### THE DATA
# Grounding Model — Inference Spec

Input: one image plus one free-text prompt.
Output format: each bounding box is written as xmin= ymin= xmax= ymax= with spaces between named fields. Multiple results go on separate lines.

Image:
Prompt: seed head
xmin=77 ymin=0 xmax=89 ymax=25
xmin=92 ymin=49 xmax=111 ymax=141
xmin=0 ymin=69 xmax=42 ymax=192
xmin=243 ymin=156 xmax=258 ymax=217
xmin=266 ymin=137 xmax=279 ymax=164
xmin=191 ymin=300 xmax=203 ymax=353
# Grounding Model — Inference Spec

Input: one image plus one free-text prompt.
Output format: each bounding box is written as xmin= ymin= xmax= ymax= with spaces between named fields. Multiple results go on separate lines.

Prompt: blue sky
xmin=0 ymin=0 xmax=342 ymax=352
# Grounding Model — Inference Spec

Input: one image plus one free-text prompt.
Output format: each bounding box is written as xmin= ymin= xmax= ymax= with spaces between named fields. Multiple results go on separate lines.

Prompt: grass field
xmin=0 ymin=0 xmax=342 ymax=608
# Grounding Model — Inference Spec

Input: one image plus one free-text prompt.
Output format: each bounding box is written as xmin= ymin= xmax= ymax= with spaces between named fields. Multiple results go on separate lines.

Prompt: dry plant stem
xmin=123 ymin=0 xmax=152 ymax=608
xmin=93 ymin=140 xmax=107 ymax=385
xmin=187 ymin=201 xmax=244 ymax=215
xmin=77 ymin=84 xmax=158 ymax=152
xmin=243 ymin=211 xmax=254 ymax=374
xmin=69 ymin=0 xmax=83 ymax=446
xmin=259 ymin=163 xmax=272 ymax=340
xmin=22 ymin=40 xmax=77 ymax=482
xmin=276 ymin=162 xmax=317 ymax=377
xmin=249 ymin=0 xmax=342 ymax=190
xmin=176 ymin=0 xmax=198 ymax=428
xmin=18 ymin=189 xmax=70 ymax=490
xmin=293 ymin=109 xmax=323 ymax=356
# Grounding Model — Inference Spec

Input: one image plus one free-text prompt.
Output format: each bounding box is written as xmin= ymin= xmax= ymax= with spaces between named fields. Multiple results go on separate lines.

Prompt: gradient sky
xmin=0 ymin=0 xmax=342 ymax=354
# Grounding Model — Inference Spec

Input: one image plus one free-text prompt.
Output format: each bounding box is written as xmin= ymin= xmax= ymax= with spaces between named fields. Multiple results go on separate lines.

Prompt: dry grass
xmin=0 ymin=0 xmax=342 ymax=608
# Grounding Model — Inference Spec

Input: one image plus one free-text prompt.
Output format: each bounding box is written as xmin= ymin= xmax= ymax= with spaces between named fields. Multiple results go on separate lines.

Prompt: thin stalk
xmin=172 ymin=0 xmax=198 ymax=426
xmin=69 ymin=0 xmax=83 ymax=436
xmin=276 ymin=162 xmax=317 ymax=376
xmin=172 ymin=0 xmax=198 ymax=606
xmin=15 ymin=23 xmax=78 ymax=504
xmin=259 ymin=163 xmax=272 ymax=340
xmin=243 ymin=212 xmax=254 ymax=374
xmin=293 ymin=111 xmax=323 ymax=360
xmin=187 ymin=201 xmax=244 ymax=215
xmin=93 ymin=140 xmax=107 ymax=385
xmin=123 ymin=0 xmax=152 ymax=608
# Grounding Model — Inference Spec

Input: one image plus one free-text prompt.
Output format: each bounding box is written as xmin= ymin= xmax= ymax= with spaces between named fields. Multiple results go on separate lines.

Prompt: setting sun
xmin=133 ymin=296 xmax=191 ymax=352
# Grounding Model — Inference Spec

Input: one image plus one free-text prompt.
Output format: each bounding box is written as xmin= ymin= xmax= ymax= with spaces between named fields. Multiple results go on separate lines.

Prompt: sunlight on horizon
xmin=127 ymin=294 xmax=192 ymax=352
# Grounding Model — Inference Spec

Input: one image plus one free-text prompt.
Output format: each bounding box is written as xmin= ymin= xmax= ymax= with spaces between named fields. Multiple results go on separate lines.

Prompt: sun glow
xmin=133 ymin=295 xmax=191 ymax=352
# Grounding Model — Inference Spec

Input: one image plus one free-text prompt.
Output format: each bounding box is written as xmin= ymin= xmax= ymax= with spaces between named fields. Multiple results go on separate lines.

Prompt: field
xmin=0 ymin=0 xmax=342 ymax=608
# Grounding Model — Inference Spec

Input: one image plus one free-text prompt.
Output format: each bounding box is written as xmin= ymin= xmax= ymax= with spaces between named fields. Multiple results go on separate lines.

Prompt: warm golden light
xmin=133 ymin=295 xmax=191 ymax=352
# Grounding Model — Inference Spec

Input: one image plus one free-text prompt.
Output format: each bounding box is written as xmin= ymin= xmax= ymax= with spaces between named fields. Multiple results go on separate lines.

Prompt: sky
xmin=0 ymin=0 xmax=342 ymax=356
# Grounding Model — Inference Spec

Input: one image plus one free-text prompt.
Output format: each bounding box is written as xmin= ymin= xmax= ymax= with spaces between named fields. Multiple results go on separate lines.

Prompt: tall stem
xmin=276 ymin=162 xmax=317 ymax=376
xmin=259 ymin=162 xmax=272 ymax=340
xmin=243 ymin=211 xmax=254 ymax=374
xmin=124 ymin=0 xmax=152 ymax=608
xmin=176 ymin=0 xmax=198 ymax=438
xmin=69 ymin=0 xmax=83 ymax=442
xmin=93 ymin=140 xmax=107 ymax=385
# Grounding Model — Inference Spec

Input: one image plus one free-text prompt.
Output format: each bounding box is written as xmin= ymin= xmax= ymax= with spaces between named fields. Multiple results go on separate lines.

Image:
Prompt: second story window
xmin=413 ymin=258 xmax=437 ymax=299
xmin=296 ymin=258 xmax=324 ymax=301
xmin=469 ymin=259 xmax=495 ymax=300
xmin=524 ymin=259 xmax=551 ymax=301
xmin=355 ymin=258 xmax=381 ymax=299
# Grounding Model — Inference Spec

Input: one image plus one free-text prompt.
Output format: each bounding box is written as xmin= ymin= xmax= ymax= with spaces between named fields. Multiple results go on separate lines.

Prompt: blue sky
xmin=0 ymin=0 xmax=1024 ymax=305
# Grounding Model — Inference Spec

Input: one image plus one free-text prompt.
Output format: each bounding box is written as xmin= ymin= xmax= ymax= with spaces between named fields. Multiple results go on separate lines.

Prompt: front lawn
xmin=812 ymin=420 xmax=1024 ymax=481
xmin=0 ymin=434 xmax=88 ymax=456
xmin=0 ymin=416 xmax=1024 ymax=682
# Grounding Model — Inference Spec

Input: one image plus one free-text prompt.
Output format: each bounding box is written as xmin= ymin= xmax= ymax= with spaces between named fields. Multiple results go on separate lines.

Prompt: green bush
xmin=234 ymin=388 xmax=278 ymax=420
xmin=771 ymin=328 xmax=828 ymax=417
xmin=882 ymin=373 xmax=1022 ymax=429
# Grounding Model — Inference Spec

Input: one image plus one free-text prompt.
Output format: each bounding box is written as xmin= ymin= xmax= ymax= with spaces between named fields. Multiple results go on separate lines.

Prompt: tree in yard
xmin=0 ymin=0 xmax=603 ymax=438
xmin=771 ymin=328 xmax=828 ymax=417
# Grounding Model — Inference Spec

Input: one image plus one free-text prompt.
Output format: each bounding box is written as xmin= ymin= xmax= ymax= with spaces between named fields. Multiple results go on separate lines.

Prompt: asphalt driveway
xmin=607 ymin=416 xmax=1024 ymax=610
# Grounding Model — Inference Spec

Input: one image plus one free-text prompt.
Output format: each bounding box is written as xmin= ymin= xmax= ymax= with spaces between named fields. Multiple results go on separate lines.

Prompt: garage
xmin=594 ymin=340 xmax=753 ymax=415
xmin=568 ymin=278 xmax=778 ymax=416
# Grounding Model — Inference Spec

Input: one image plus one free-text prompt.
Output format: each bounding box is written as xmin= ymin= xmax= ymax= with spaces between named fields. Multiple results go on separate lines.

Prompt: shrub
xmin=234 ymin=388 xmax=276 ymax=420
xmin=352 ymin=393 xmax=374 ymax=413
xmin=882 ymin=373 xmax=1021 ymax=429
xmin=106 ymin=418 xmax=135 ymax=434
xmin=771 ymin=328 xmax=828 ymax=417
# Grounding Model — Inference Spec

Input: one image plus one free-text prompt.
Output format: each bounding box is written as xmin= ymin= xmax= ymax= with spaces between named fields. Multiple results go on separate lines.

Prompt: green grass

### GOAL
Collect every line of the material above that contains the string "stem", treating uppercase and lowercase as different.

### RESPONSE TO THE TASK
Prompt: dry plant stem
Prompt: tall stem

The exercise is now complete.